>>>>>

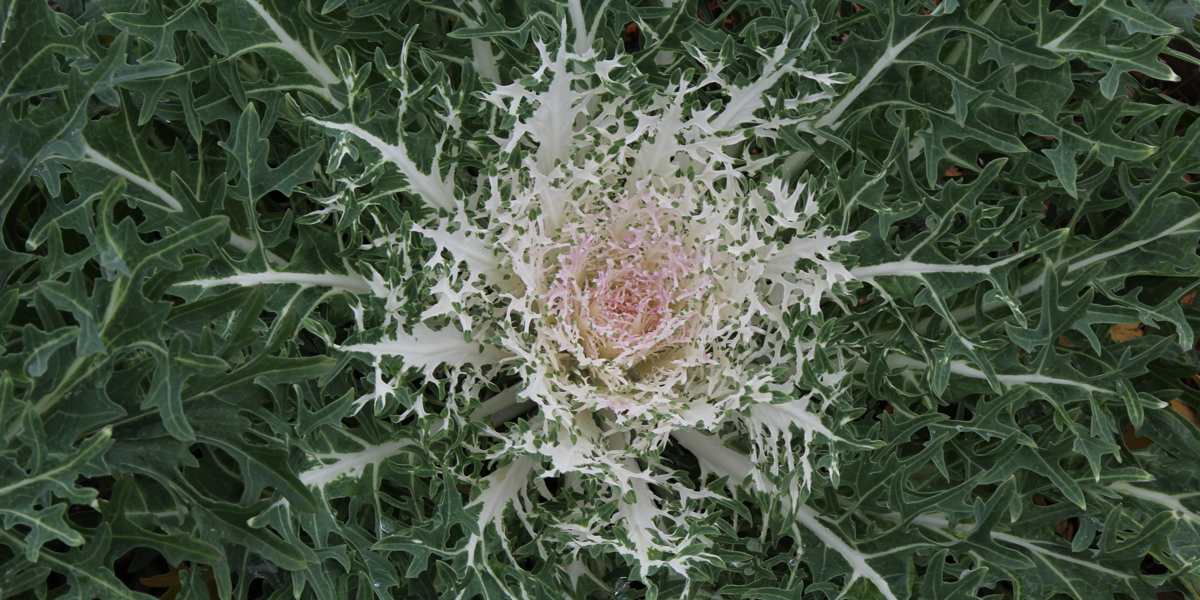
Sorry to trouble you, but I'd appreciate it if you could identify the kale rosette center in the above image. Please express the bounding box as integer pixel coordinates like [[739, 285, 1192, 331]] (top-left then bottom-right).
[[539, 194, 724, 408]]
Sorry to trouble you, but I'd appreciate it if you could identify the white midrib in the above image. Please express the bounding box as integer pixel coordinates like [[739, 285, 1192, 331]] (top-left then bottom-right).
[[83, 146, 184, 212], [176, 270, 371, 294], [242, 0, 341, 88], [305, 116, 456, 211], [782, 10, 944, 174]]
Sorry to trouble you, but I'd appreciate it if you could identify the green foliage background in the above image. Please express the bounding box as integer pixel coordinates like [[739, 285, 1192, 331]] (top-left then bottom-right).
[[0, 0, 1200, 600]]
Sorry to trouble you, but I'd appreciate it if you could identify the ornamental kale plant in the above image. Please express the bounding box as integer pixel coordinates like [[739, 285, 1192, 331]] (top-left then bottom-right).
[[0, 0, 1200, 600]]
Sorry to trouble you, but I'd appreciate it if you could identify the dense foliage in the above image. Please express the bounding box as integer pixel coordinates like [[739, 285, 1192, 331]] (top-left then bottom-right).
[[0, 0, 1200, 600]]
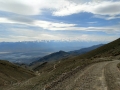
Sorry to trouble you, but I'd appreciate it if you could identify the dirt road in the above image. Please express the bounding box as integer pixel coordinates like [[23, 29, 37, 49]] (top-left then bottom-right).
[[4, 60, 120, 90], [48, 60, 120, 90]]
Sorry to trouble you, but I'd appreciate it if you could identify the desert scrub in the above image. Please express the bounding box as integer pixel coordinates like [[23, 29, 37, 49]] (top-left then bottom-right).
[[117, 63, 120, 70]]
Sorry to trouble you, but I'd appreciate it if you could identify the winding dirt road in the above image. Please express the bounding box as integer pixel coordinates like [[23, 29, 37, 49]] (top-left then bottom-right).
[[50, 60, 120, 90], [2, 60, 120, 90]]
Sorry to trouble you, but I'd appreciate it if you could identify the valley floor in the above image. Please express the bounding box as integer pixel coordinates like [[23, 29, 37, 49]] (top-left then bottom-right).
[[4, 60, 120, 90]]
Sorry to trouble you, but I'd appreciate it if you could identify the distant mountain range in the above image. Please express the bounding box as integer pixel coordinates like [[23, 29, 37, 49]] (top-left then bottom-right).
[[0, 41, 105, 64], [30, 44, 103, 65]]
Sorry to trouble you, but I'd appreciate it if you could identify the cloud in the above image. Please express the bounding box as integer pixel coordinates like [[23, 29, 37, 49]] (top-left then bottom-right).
[[0, 18, 120, 33], [0, 0, 120, 17], [53, 1, 120, 16], [94, 15, 120, 20]]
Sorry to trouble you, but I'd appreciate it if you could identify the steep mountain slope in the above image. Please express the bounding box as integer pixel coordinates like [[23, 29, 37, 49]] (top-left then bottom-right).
[[0, 60, 35, 86], [1, 39, 120, 90], [78, 38, 120, 58], [30, 44, 103, 68], [68, 44, 104, 55]]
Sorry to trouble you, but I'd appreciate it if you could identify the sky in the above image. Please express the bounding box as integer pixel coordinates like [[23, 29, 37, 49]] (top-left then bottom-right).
[[0, 0, 120, 42]]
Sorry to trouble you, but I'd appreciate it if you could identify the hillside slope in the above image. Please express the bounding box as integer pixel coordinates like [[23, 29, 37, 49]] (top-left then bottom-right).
[[78, 38, 120, 59], [2, 39, 120, 90], [0, 60, 35, 87]]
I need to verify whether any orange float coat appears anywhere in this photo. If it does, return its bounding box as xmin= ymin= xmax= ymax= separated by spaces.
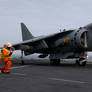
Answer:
xmin=1 ymin=47 xmax=12 ymax=73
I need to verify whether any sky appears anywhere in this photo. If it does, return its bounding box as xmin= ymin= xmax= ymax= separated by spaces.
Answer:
xmin=0 ymin=0 xmax=92 ymax=57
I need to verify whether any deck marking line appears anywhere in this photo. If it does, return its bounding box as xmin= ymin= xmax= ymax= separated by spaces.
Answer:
xmin=49 ymin=78 xmax=88 ymax=84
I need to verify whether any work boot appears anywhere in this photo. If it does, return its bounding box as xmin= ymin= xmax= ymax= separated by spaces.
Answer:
xmin=3 ymin=72 xmax=10 ymax=74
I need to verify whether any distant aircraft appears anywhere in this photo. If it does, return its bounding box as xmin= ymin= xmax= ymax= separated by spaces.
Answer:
xmin=13 ymin=23 xmax=92 ymax=66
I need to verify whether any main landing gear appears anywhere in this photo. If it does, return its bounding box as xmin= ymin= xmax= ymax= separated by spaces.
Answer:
xmin=50 ymin=59 xmax=60 ymax=65
xmin=76 ymin=58 xmax=87 ymax=66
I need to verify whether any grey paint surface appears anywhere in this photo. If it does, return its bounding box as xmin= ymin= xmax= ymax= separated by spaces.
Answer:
xmin=0 ymin=0 xmax=92 ymax=56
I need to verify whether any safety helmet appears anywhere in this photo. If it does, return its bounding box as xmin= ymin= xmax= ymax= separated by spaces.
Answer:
xmin=3 ymin=44 xmax=7 ymax=48
xmin=7 ymin=43 xmax=12 ymax=47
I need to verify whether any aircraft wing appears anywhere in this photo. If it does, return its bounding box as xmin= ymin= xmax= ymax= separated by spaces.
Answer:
xmin=13 ymin=30 xmax=73 ymax=50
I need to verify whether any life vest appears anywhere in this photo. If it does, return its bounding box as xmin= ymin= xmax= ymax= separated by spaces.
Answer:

<<<<<

**EXERCISE DESCRIPTION**
Pull out every line of the material above that contains the string "mountain". Case counts, so copy only lines where it appears with the same capitalization.

**FINAL RESULT**
Sorry to trouble you, but I'd appreciate it if you could identify the distant mountain range in the above image. Please express the bounding box as integer pixel coordinates like [[23, 29, 37, 49]] (top-left then bottom-right).
Sorry to trouble you, but I'd appreciate it if you could identify the steep mountain slope in the above image. Please express the bounding box as integer pixel coordinates like [[23, 29, 37, 49]] (top-left then bottom-right).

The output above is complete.